## [Text excerpt]
Hi Luke,

Thanks for the review!

> Do you think it is helpful if we store the "least abort start offset in
the
segment", and -1 means no txnIndex. So that we can have a way to know if we
need to fetch this txn index or not.

1. No, this change won't have an effect. To find the upper-bound offset
[1], we have to
    fetch that segment's offset index file. The RemoteIndexCache [2]
fetches all the 3
    index files together and caches them for subsequent use, so this
improvement
    won't have an effect as the current segment txn index gets downloaded
anyway.

2. The reason for choosing boolean is to make the change backward
compatible.
     There can be existing RLM events for the uploaded segments. The
default
     value of `txnIdxEmpty` is false so the *old* RLM events are assumed to
contain
     the txn index files and those files are downloaded if they exist.

## [Exercise instructions]
- A) Does each statement agree with the reply about the transaction index? Answer yes or no for each and quote the words of the reply that decide it. (i) The RemoteIndexCache fetches the index files together and caches them for later use. (ii) The default value of `txnIdxEmpty` is true. (iii) A boolean was chosen so the change would be backward compatible.
- B) Continue the reply about the transaction index from its last sentence.
The entries after this point have nothing to do with the reply about the transaction index.

## [Raw records]
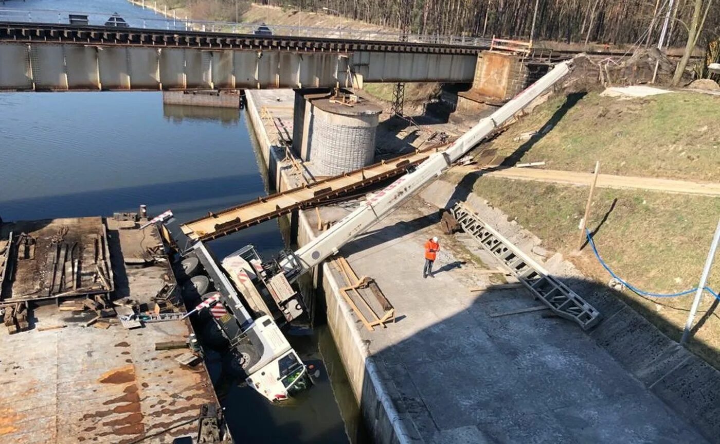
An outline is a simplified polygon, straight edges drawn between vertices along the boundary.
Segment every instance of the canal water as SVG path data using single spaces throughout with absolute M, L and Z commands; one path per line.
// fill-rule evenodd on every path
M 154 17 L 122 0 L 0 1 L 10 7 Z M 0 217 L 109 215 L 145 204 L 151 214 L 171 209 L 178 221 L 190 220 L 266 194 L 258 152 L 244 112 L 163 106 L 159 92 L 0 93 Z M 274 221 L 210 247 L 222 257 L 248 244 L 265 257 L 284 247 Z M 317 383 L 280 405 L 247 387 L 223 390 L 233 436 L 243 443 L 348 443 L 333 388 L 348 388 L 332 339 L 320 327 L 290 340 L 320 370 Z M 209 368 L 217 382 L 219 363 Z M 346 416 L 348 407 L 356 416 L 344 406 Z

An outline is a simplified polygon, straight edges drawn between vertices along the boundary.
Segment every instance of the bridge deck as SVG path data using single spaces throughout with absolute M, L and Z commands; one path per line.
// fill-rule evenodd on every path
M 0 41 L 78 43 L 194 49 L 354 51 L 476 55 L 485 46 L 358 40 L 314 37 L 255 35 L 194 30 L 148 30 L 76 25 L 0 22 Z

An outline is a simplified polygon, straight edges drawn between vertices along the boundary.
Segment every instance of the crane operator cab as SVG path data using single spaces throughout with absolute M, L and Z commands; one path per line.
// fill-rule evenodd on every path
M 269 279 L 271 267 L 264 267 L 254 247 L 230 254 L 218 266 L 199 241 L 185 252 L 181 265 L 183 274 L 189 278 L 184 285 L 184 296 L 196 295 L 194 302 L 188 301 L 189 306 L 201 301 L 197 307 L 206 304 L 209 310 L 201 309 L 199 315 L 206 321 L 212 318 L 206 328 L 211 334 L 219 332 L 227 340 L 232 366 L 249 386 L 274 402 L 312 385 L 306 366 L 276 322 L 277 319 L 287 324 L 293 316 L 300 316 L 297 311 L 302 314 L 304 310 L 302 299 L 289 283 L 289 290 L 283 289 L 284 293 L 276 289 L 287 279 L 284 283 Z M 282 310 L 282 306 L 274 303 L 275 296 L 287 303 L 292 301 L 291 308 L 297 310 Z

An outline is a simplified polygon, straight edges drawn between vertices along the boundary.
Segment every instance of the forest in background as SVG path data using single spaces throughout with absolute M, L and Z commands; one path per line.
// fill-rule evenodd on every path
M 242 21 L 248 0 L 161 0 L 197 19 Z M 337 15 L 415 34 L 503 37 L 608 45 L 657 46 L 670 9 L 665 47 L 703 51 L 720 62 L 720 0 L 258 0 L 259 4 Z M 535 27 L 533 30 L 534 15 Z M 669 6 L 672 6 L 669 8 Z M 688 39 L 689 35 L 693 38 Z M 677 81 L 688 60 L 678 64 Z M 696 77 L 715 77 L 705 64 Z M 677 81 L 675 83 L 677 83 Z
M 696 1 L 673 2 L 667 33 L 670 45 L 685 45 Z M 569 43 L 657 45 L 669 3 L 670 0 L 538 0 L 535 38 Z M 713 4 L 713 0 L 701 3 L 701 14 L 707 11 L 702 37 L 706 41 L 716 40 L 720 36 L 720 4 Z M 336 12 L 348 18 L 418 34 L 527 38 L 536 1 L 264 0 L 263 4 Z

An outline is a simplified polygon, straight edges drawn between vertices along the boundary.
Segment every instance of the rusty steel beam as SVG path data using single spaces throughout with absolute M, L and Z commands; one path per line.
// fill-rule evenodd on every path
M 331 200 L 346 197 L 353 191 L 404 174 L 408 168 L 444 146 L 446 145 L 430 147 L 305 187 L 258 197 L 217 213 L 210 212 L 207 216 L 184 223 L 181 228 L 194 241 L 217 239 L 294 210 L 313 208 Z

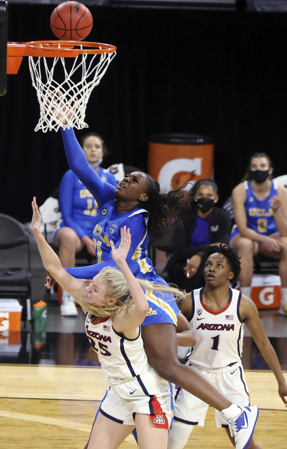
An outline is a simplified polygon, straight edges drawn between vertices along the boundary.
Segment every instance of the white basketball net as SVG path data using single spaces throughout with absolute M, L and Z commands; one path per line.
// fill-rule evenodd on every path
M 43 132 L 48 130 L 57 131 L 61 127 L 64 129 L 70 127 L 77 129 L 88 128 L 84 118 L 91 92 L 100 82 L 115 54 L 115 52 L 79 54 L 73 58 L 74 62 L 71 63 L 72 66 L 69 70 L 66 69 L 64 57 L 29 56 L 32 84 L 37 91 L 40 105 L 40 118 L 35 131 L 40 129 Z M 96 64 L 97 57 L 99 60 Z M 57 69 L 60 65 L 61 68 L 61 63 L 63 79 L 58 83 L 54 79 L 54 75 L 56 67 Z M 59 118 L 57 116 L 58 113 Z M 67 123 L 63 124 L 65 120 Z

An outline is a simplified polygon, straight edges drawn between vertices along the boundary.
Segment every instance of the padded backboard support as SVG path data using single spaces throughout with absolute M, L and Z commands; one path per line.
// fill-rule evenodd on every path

## [Responses]
- A)
(i) Yes: "index files together and caches them for subsequent use"
(ii) No: "value of `txnIdxEmpty` is false"
(iii) Yes: "The reason for choosing boolean is to make the change backward"

- B)
[1]:
https://sourcegraph.com/github.com/apache/kafka@trunk/-/blob/core/src/main/java/kafka/log/remote/RemoteLogManager.java?L1732
[2]:
https://sourcegraph.com/github.com/apache/kafka@trunk/-/blob/storage/src/main/java/org/apache/kafka/storage/internals/log/RemoteIndexCache.java?L383

Thanks,
Kamal

On Thu, Oct 3, 2024 at 3:11 PM Luke Chen <show...@gmail.com> wrote:

> Hi Kamal,
>
> Sorry for the late review.
> Thanks for the KIP, this will improve the transaction reading for remote
> storage.
> Overall LGTM, just one minor thought:
>
> Currently, we only store the `TxnIndexEmpty` bool value in the segment
> metadata.
> Do you think it is helpful if we store the "least abort start offset in the
> segment", and -1 means no txnIndex. So that we can have a way to know if we
> need to fetch this txn index or not.
>
> Thanks.
> Luke
>
> On Mon, Sep 9, 2024 at 3:26 PM Kamal Chandraprakash <
> kamal.chandraprak...@gmail.com> wrote:
>
> > Hi all,
> >
> > If there are no more comments, I'll start a voting thread soon.
> >
> > Thanks,
> > Kamal
> >
> > On Fri, Sep 6, 2024 at 7:28 PM Kamal Chandraprakash <
> > kamal.chandraprak...@gmail.com> wrote:
> >
> > > Bumping this thread again for review!
> > >
> > > Reduced the scope of the proposal to minimum. We will be adding only
> one
> > > field (txnIdxEmpty) to the
> > > RemoteLogSegmentMetadata event which is backward compatible. PTAL.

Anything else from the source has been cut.